Instructions for the task: Reproduce the line that contains "downspout. Return only the coordinates." and every line after it through the end of the records, exactly, with nothing added.

Entries:
+ + + + +
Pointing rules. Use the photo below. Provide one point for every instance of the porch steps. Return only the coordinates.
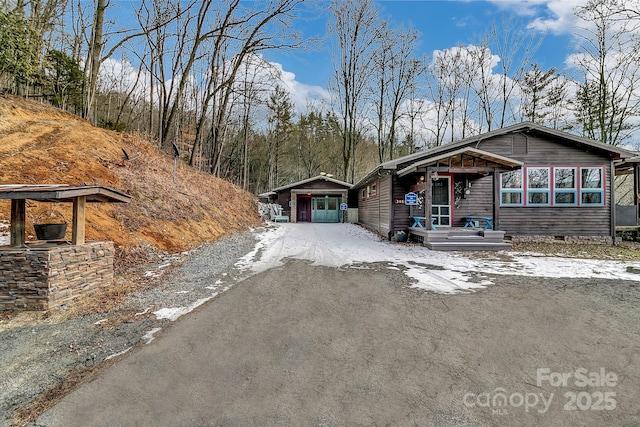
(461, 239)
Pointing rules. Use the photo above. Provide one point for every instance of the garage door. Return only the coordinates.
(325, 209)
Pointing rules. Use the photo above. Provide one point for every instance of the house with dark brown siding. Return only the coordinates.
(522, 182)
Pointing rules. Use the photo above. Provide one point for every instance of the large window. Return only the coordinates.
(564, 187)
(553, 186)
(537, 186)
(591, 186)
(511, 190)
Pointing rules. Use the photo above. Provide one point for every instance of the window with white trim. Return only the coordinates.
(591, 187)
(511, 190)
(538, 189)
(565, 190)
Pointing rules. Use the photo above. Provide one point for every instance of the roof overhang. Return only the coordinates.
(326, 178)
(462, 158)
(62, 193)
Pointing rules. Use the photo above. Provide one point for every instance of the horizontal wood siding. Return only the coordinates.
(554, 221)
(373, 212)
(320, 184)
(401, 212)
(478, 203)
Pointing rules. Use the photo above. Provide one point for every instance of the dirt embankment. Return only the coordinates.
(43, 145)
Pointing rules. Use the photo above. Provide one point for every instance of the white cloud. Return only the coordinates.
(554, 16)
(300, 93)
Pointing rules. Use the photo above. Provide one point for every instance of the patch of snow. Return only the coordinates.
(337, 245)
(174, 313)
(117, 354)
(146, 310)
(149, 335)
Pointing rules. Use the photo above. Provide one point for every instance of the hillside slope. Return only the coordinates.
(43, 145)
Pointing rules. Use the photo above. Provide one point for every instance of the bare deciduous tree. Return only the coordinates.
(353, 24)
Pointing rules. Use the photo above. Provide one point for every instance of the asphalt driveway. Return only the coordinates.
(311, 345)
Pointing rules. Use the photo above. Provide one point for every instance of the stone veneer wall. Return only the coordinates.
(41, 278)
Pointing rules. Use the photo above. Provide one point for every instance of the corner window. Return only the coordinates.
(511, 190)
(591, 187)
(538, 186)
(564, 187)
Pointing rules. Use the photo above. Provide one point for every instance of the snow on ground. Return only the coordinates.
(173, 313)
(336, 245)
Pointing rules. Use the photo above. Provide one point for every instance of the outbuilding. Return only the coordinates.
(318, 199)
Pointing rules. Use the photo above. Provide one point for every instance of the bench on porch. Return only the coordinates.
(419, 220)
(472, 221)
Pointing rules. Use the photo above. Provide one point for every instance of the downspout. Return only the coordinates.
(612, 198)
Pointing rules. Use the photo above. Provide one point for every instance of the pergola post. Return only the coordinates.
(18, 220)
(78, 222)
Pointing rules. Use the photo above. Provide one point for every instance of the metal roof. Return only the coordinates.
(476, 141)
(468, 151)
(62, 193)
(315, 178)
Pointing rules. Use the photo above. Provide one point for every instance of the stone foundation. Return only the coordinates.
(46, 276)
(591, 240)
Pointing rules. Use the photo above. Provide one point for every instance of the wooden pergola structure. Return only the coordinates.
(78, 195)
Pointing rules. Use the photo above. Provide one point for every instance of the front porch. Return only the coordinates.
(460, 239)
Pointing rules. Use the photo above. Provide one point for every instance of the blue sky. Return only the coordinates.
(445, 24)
+ + + + +
Response:
Pointing rules. Use the photo above. Provide one point for every instance of the downspout. Return only the coordinates.
(612, 198)
Pointing rules. Use the photo above. Provide one point for every instance of the pergola post. Return only the coordinates.
(18, 220)
(78, 222)
Pointing rules. Use the photo above. Provide one point for every instance of the metal roof. Return only the coordinates.
(476, 141)
(468, 151)
(62, 193)
(315, 178)
Pointing rules. Use the photo above. Provide one point for every instance of the stone foundation. Return only the coordinates.
(46, 276)
(591, 240)
Pointing rules. Use the photo above. Provide one point for every instance of the wooden pergola structure. Return only the coordinates.
(78, 195)
Pointing rules. Use the photo above. Provide one point for every instance of the front porch. Return only the coordinates.
(460, 239)
Pointing rules. Use the photo above. Provide one point for every instance of the blue sky. Return only the coordinates.
(445, 24)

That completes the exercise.